--- start Passage given ---

With Amar’e Stoudemire a shell of himself and Tyson Chandler out for the next month, the Knicks turned to Andrea Bargnani to pick up the scoring slack. For one night it worked, but the seven-footer stood out on the perimeter for the entire game, something that the Knicks have plenty of. On a roster with almost no interior scoring, you’d think Bargnani might finally develop a short range game, or at least drive to the basket. In five games (119 minutes of action), Bargnani has attempted two, count’em two, free throws and has attempted more three pointers (19) than rebounds grabbed (16).
A prototypical point guard is asked to initiate the offense and set his teammates up for good looks at the basket. It is becoming more and more evident that the Cleveland Cavaliers need someone else to do that and Kyrie Irving to focus almost exclusively on scoring the basketball. He has missed at least ten shots in four of five games this month, with the lone exception being the Cavs lone victory. Interestingly enough, that win was Irving’s worst assist to turnover game (0.67), as he totaled as many turnovers in the game (nine) as he has in the other five games of this season. The assist numbers are nice, but the early season trend seems to be that Irving needs to be an efficient scorer for his Cavs to have a chance.
Bradley Beal scored 11 points in the fourth quarter and overtime, helping his Wizards outlast the Nets. He is second in the league in minutes per game (40.6), and Washington is a much better team with him on the court. They have outscored their opponents by 19 during the 200 minutes Beal has been on the court and been outscored by 10 in the sharp shooters 45 minutes of rest.
Speaking of Beal, he ranks behind Josh Smith in terms of three pointers attempted per game. But then again, that is true for all but five players in the NBA. We wondered all off-season what the impact of the Smith/Greg Monroe/Andre Drummond front court would be, and if these first five games are a peak into the future, it is going to be a long season for Detroit. Smith has connected on only ten of his 35 3PA (28.6%), which sounds awful but has actually raised his career 3P%.
The Spurs were able to defeat the high scoring Warriors despite scoring a total of 25 points in the second and fourth quarters combined. How were they able to do that? The Warriors (sans Steph Curry) failed to score more than 22 points in a single quarter after averaging nearly 28 per quarter in the season’s first five games.
The Jazz lost again today, making it seven in a row to open up the 2013-14 season. Gordon Hayward once again paced the offense (24 points on 10/18 shooting) and he once again got very little help. The Jazz have now lost eight straight road games in which Hayward scores at least 20 points (their last such win was in April of 2012).
Most young point guards struggle to find a rhythm in the half court game but find some success in the open court (i.e. Ricky Rubio). Michael Carter-Williams can play the transition game, but I’ve been impressed by his ability to succeed in half court basketball. He tallied 21 points and 13 assists against Kyrie Irving and the Cleveland Cavaliers, but the 76ers only scored four points in transition. Carter-Williams is probably overachieving right now, but his ability to execute is well beyond his years.
Want proof that it’s not how you start a game but rather how you finish? The Indiana Pacers have gone into the half time intermission leading one game and trailing in six. They’ve won the second half of all seven games and are the last unbeaten team in the NBA.

--- end Passage given ---

# Instruction 1
Please update the entries from the line with "Note: point to the person" through the end of the entries, replacing "crouching" with "kneeling" and leaving everything else unchanged.

--- start Data entries ---

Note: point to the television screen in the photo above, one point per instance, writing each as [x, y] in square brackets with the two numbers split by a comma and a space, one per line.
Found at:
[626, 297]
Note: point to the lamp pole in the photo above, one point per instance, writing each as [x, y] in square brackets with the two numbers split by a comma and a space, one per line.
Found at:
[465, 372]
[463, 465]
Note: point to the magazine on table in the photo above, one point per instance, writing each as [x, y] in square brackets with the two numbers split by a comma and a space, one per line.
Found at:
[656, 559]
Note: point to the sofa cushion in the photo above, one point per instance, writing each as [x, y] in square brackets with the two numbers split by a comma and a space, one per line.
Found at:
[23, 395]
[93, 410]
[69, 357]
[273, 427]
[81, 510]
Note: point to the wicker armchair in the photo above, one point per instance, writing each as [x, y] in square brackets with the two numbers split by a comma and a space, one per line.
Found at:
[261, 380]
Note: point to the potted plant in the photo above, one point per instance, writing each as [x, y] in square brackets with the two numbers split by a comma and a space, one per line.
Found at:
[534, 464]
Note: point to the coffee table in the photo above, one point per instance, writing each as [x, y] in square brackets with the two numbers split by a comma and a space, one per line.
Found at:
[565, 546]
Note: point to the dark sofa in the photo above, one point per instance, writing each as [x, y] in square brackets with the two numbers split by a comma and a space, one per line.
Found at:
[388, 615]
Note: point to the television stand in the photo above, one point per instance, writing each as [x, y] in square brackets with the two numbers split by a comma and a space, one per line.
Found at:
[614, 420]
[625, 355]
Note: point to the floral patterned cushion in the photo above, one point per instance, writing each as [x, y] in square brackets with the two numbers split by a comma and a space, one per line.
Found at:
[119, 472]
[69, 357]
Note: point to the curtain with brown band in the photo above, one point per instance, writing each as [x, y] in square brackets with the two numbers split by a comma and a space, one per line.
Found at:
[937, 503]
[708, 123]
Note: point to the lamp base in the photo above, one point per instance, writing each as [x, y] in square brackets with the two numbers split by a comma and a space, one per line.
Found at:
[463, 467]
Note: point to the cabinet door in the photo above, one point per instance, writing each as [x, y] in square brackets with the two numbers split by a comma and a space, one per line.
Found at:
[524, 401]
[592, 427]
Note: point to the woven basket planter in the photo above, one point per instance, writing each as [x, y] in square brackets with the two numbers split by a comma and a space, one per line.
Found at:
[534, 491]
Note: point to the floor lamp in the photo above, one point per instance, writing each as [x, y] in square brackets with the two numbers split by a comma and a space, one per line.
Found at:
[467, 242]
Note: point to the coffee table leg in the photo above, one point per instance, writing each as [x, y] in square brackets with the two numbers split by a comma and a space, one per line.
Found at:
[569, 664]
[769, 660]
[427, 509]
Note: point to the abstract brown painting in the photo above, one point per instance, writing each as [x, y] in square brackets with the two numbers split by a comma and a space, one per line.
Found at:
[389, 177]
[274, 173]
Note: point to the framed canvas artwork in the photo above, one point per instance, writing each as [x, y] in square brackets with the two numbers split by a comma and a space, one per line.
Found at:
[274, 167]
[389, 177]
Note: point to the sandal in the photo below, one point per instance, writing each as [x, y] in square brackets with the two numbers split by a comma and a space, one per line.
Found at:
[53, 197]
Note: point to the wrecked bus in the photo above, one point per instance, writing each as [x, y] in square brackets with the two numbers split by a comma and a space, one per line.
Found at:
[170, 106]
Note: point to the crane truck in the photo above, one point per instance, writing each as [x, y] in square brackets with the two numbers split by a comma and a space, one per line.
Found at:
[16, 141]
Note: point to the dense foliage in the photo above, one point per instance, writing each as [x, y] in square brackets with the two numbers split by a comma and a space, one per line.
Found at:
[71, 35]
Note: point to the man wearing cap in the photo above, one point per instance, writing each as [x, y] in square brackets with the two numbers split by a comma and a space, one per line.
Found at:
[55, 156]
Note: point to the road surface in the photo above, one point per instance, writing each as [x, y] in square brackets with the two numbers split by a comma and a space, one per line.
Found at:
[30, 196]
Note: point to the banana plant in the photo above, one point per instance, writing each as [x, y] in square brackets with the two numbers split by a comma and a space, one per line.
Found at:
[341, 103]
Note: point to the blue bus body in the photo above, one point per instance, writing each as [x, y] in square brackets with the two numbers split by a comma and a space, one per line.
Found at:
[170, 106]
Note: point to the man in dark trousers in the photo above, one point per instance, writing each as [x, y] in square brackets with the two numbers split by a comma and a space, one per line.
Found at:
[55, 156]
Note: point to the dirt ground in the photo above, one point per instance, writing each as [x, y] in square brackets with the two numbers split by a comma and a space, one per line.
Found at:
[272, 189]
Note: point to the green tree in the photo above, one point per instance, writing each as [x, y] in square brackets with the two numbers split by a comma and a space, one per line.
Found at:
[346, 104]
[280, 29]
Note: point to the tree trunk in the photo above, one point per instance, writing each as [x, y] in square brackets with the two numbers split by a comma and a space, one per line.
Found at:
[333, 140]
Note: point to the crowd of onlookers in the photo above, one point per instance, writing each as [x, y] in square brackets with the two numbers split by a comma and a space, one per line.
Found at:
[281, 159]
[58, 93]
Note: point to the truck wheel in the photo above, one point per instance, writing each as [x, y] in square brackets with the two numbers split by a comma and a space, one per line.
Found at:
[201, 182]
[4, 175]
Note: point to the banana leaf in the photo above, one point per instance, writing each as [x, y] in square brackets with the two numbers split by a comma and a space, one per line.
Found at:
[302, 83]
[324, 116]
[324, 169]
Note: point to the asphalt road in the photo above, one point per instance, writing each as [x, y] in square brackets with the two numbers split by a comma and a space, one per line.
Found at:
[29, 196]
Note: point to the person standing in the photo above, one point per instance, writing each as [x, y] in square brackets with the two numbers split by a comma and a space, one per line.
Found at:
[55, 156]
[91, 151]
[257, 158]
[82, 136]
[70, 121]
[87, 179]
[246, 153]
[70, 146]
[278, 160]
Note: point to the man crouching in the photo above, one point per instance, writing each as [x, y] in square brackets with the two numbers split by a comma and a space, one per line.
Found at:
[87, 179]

--- end Data entries ---

# Instruction 2
According to the basketball notes, how did the Spurs beat the Warriors even though they scored a total of 25 points in the second and fourth quarters combined?

# Response 1
Note: point to the person standing in the photo above, one point per instance, writing each as [x, y] in square brackets with the two numbers split by a comma and a space, one per line.
Found at:
[55, 156]
[91, 151]
[257, 158]
[82, 136]
[70, 121]
[87, 179]
[246, 153]
[70, 146]
[278, 160]
Note: point to the man kneeling in the photo above, one point per instance, writing each as [x, y] in square brackets with the two numbers split by a comma and a space, one per line.
Found at:
[87, 179]

# Response 2
The Warriors, playing without Steph Curry, failed to score more than 22 points in any single quarter. In the season's first five games they had averaged nearly 28 points per quarter.